Problem to solve - Give the data a second time, exactly and in full.

Dataset content -

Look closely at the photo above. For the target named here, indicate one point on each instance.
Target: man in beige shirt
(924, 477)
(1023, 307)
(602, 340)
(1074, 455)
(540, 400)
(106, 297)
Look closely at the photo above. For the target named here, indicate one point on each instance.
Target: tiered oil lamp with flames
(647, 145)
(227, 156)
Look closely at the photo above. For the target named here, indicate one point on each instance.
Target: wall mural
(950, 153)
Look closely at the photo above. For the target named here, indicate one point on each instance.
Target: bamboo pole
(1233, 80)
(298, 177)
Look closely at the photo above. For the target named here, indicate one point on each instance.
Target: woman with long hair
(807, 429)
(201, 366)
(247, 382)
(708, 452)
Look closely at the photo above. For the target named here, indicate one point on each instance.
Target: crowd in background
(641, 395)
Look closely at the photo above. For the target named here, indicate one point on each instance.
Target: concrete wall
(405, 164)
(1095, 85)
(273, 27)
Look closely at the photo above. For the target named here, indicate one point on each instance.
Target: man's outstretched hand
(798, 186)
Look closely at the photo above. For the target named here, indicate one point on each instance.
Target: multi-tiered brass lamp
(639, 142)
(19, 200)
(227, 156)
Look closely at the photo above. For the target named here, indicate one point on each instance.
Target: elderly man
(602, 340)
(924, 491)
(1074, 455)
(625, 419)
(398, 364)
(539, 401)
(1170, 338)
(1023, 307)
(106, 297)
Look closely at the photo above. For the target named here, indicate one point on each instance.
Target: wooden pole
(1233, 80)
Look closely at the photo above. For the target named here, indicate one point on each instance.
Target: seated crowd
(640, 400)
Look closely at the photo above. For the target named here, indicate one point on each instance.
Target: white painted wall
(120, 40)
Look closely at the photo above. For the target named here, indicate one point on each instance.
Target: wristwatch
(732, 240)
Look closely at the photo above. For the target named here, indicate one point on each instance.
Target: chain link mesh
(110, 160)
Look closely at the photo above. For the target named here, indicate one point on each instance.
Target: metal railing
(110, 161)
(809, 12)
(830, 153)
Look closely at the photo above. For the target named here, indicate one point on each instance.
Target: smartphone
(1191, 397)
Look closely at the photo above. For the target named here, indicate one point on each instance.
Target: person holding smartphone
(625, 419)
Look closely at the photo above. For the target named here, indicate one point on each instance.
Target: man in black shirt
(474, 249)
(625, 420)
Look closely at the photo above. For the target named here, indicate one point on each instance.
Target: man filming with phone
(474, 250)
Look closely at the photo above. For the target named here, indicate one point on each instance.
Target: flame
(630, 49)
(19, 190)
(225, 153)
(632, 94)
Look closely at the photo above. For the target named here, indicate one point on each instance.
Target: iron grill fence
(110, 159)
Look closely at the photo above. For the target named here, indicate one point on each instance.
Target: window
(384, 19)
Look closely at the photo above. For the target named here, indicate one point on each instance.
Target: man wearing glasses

Solution for this exercise -
Look closely at the photo above. For the target named here, indicate one point on each instance.
Target: man in beige shirt
(924, 477)
(1023, 307)
(602, 340)
(1074, 455)
(540, 400)
(106, 297)
Look closely at the photo above. For the target named here, indicate one point on each instance.
Target: tiered oil lamp with flames
(647, 145)
(227, 156)
Look closely at the photo above. For the target named here, indicate one point on each instance.
Target: wall mural
(950, 153)
Look closely at the photo above. For the target named here, indicate one point on each instance.
Target: bamboo pole
(1233, 80)
(298, 177)
Look closely at the photo above. For the target named here, indicate one point on each instance.
Target: woman with long hair
(807, 429)
(201, 366)
(247, 382)
(708, 452)
Look closely at the photo above. For the target named here, indicate one point on each instance.
Target: crowd in background
(641, 395)
Look closely at the photo above. For the target named here, indicate one point on each instance.
Target: concrete wall
(405, 164)
(1095, 85)
(273, 27)
Look closely at the photo above. For the target named here, indicate one point on each instance.
Target: man's outstretched hand
(798, 186)
Look closely at the photo above. For the target named here, indicate one point on each instance.
Target: multi-tiered brass lamp
(639, 142)
(19, 200)
(227, 156)
Look closely at the photo above. For the target named here, indicate one point on each instance.
Target: elderly man
(602, 340)
(924, 491)
(1074, 455)
(625, 419)
(398, 364)
(539, 401)
(1170, 338)
(1023, 307)
(106, 297)
Look closely at the photo above. For the target named here, indicate one point on each instance.
Target: wooden pole
(1233, 80)
Look closely at the photo above. For the target named here, indicate one point on each instance.
Target: seated crowd
(640, 400)
Look closely at the photo above. For the target named here, indicate one point on each instance.
Target: white painted wall
(120, 40)
Look closely at the photo above. For the target named here, indicate one point on each instance.
Target: wristwatch
(732, 240)
Look closely at the photo above. For the target named here, indicate one point on each instance.
Target: chain link mesh
(110, 160)
Look closely at the photo above. For the target named here, indicate one point on each instance.
Target: metal railing
(110, 161)
(809, 12)
(830, 153)
Look closely at the photo above. For the target named here, indicate one point on each instance.
Target: smartphone
(1191, 397)
Look closely at the photo above. For the target named here, indicate one point on each instance.
Target: person holding smartphone
(625, 419)
Look closely at the photo above. For the target named here, indicate one point on each instance.
Target: man in black shirt
(474, 249)
(625, 420)
Look closely at the photo above. For the target named here, indicate one point on each instance.
Target: man filming with phone
(474, 250)
Look closely at the photo above. For the target named here, indicate one point on each instance.
Target: flame
(630, 49)
(19, 190)
(225, 153)
(632, 94)
Look closely at the photo above. For the target named here, indicate one point on each instance.
Target: iron grill fence
(110, 159)
Look closely at the photo above. For the target named here, indicate one point on each instance.
Target: window
(384, 19)
Look closely at the photo above. For the target named here, indicate one point on each instance.
Target: man wearing glasses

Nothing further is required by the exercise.